▸ **WHAT IS BEING ASKED**
Leaving out all images, return the entries below exactly.

(Referring expression data)
_____

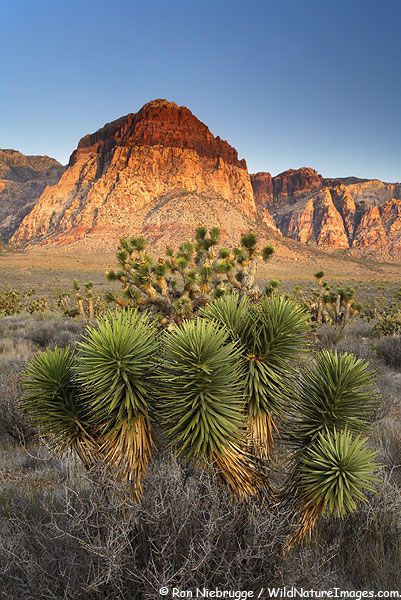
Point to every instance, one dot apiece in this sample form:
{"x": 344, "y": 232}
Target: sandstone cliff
{"x": 159, "y": 171}
{"x": 360, "y": 216}
{"x": 22, "y": 180}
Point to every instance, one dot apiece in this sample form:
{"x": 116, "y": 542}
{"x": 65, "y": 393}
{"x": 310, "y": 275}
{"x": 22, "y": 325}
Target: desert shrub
{"x": 11, "y": 419}
{"x": 93, "y": 541}
{"x": 38, "y": 332}
{"x": 368, "y": 542}
{"x": 389, "y": 350}
{"x": 329, "y": 335}
{"x": 13, "y": 302}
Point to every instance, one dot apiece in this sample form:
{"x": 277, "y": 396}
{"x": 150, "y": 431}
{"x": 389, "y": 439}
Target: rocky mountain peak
{"x": 159, "y": 171}
{"x": 22, "y": 180}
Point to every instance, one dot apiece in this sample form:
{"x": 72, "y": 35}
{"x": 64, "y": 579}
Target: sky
{"x": 288, "y": 83}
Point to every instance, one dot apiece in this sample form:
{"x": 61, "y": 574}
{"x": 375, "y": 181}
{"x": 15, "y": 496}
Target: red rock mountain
{"x": 22, "y": 180}
{"x": 159, "y": 171}
{"x": 360, "y": 216}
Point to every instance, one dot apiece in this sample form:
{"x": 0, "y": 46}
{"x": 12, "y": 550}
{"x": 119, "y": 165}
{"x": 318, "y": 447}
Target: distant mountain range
{"x": 161, "y": 172}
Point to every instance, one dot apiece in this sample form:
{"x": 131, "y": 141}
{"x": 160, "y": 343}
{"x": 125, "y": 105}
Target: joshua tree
{"x": 269, "y": 335}
{"x": 114, "y": 367}
{"x": 175, "y": 286}
{"x": 202, "y": 405}
{"x": 216, "y": 386}
{"x": 54, "y": 406}
{"x": 319, "y": 278}
{"x": 97, "y": 402}
{"x": 330, "y": 467}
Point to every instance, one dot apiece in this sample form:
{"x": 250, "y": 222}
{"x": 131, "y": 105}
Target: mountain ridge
{"x": 160, "y": 171}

_____

▸ **RESULT FOR THIS EXERCISE**
Point to every instance, one dot apiece in this sample form:
{"x": 344, "y": 232}
Target: sandstone cliff
{"x": 159, "y": 171}
{"x": 360, "y": 216}
{"x": 22, "y": 180}
Point to every instance, one dot apiece in this sample form:
{"x": 116, "y": 542}
{"x": 65, "y": 393}
{"x": 310, "y": 275}
{"x": 22, "y": 325}
Target: desert shrub
{"x": 11, "y": 419}
{"x": 93, "y": 541}
{"x": 38, "y": 332}
{"x": 368, "y": 542}
{"x": 389, "y": 350}
{"x": 329, "y": 335}
{"x": 13, "y": 302}
Point to every instance, one dot apiece in this sample form:
{"x": 277, "y": 396}
{"x": 150, "y": 431}
{"x": 389, "y": 439}
Target: rocky mountain peak
{"x": 159, "y": 171}
{"x": 22, "y": 180}
Point to every instance, one dot apiece in this sample form:
{"x": 72, "y": 35}
{"x": 64, "y": 579}
Target: sky
{"x": 288, "y": 83}
Point to every instance, one dot apiece in this sample form:
{"x": 61, "y": 574}
{"x": 375, "y": 181}
{"x": 15, "y": 496}
Target: red rock mountain
{"x": 22, "y": 180}
{"x": 159, "y": 171}
{"x": 360, "y": 216}
Point to every instance, one dot apiece in this sample form:
{"x": 0, "y": 46}
{"x": 12, "y": 550}
{"x": 119, "y": 165}
{"x": 318, "y": 447}
Target: distant mountain range
{"x": 161, "y": 172}
Point to every instance, one dot apiece in this sample form:
{"x": 131, "y": 141}
{"x": 160, "y": 343}
{"x": 125, "y": 105}
Target: joshua tree
{"x": 269, "y": 335}
{"x": 114, "y": 367}
{"x": 175, "y": 286}
{"x": 202, "y": 405}
{"x": 216, "y": 386}
{"x": 54, "y": 406}
{"x": 319, "y": 278}
{"x": 97, "y": 402}
{"x": 330, "y": 467}
Point to every instance, one dot apiece in this sample form:
{"x": 250, "y": 222}
{"x": 131, "y": 105}
Target: mountain ridge
{"x": 160, "y": 171}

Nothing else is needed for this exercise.